# [TASK DETAILS]
Your answer should consist only of the lines below from the one with "Q1: Can you locate the glowing" through the one with "Q1: Can you locate the wet", copied exactly.

# [GIVEN ENTRIES]

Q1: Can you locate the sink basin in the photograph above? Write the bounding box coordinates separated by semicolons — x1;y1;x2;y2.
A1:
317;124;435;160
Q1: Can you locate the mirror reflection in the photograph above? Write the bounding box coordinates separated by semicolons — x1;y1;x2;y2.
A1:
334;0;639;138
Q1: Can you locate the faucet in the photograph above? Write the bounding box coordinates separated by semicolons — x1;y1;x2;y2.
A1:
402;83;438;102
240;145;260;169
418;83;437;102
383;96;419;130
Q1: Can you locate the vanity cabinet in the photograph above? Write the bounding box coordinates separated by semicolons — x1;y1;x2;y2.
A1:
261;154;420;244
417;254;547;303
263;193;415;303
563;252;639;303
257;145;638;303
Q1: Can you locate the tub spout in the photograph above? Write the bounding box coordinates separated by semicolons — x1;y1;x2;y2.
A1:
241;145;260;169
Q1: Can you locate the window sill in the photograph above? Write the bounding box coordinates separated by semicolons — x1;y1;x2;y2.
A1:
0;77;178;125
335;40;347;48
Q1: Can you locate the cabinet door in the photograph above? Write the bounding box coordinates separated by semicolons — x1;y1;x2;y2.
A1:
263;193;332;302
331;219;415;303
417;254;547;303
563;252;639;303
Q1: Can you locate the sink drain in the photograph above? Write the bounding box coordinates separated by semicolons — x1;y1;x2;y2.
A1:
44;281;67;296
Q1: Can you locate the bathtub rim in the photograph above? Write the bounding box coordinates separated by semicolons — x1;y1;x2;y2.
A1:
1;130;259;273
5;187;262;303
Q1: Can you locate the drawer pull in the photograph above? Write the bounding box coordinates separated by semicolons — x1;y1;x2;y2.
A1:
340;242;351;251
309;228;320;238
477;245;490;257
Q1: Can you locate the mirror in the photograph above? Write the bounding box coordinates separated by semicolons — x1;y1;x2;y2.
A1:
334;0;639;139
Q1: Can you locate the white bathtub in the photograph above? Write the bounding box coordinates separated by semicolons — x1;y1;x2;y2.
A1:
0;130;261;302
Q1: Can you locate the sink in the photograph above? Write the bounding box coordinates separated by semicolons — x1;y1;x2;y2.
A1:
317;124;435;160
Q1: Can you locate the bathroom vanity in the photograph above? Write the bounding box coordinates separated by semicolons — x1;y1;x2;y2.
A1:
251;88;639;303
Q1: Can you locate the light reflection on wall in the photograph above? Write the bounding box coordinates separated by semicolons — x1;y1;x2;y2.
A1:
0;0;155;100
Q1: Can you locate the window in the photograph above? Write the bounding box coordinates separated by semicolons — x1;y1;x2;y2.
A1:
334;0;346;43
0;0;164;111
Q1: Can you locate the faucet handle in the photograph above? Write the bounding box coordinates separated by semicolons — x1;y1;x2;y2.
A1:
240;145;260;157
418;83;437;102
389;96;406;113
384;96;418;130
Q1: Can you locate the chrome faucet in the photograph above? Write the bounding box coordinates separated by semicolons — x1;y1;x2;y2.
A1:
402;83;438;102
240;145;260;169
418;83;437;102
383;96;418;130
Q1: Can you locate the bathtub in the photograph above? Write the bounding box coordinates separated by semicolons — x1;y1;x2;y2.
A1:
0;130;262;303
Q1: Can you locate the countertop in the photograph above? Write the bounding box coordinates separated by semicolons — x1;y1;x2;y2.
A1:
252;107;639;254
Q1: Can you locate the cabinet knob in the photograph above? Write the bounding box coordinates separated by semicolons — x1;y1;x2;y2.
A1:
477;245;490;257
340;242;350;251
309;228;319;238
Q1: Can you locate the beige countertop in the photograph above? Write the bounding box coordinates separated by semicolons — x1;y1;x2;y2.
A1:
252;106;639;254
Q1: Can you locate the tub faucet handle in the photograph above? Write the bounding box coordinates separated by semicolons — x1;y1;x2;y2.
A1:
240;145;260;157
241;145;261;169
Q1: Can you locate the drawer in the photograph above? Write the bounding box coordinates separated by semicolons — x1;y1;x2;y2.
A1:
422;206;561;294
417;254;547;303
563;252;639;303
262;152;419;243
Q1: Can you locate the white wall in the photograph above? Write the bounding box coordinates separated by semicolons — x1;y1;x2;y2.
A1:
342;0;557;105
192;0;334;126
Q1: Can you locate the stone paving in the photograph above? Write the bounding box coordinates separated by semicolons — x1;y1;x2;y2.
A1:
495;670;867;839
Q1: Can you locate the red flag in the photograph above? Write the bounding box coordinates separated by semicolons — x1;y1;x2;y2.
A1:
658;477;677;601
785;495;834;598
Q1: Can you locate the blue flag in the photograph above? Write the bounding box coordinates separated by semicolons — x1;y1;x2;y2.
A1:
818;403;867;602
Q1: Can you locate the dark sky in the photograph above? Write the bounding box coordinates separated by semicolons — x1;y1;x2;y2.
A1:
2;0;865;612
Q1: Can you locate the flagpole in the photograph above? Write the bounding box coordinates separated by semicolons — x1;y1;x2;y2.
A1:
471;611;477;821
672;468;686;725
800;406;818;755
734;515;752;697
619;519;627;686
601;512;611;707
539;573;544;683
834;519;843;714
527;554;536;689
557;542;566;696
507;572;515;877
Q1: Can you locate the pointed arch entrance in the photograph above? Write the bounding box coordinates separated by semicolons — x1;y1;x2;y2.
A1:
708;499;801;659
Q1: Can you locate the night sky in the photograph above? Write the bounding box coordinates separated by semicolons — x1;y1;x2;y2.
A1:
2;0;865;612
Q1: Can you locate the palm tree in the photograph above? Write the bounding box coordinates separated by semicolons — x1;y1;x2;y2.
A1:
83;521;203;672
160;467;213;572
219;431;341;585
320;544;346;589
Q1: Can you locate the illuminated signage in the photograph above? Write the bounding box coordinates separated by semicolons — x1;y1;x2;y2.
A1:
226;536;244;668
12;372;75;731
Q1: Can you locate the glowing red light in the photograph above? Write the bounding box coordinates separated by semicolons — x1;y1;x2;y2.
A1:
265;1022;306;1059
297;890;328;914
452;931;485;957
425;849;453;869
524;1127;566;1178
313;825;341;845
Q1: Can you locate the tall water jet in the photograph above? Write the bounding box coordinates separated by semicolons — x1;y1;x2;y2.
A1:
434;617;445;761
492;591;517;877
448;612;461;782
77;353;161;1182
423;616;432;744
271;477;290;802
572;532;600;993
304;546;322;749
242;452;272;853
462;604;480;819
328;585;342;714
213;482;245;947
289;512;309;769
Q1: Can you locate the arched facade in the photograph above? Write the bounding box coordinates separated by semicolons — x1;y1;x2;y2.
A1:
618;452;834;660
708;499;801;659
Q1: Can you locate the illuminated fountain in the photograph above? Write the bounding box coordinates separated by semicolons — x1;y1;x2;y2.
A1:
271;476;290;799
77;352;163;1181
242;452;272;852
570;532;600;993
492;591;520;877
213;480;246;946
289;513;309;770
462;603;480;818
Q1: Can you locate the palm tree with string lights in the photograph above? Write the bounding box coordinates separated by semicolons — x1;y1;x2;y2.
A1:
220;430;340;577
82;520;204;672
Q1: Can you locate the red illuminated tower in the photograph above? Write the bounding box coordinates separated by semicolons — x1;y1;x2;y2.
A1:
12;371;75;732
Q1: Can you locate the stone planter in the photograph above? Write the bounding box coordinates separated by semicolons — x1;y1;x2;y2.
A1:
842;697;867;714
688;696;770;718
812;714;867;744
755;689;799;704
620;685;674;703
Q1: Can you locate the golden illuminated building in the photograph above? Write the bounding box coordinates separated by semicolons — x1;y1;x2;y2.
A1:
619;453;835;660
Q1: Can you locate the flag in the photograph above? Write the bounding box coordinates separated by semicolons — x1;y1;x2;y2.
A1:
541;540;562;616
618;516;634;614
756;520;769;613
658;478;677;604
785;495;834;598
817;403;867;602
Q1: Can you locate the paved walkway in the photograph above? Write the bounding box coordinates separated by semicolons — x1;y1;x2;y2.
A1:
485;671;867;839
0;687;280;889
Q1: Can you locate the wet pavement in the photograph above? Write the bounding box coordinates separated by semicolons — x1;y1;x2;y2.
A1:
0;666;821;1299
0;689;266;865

# [ANSWER SECTION]
Q1: Can you locate the glowing red light in the photograph above? Write the bounding box coordinates separated by semicolons — x1;y1;x2;y2.
A1:
265;1022;306;1059
297;890;328;914
452;931;485;957
425;849;453;869
524;1127;566;1178
313;825;341;845
Q1: Can you locate the tall water jet in the photograph above? Write the bounding box coordinates separated by semicolons — x1;y1;x2;y2.
A1:
434;617;445;761
492;591;517;877
448;612;461;782
77;353;161;1182
423;616;432;744
271;477;290;802
572;532;600;993
304;546;322;749
242;452;272;853
462;604;480;819
328;585;342;714
213;482;245;947
289;512;309;769
Q1: Can you locate the arched facade in the photograph above? Write the bounding box coordinates separated by semicolons — x1;y1;x2;y2.
A1:
618;452;834;660
708;499;801;659
Q1: Can you locate the illuminated fountain in the photograph above? Write the bounding box coordinates separated by semicolons — x1;y1;x2;y2.
A1:
271;476;290;799
77;352;163;1181
242;452;272;852
570;532;600;993
492;591;520;877
213;480;246;946
289;513;309;770
462;603;480;818
Q1: Can you locate the palm tree with string lights in the photograph above? Write the bounding box coordinates separated by semicolons — x1;y1;x2;y2.
A1:
220;430;340;577
82;520;204;672
Q1: Can you locate the red illuminated tower in the photograph above? Write the bounding box coordinates separated by semicolons — x1;y1;x2;y2.
A1:
12;371;75;732
Q1: Can you locate the stone planter in the photograph above? Write the bounding box coordinates separated by semicolons — x1;y1;x2;y2.
A1:
842;697;867;714
688;696;770;718
812;714;867;744
755;689;799;704
620;685;674;703
Q1: Can you locate the golden illuminated building in the photograph above? Write the bounding box coordinates separated by semicolons — x1;y1;x2;y2.
A1:
619;453;835;660
Q1: Can you locate the flag in the photograph above? Write the bounding box coordinates separated by semicolons — x1;y1;x2;y2.
A1:
541;540;562;616
618;516;634;614
756;520;769;613
658;478;677;604
785;495;834;598
817;403;867;602
Q1: Can you locate the paved walkway in the photograph above? Write the bounding box coordinates separated by semicolons — x1;y1;x2;y2.
A1:
485;671;867;839
0;687;280;889
Q1: Can you locate the wet pavement in the photograph above? Write the bounding box coordinates separated by semicolons — x1;y1;x2;y2.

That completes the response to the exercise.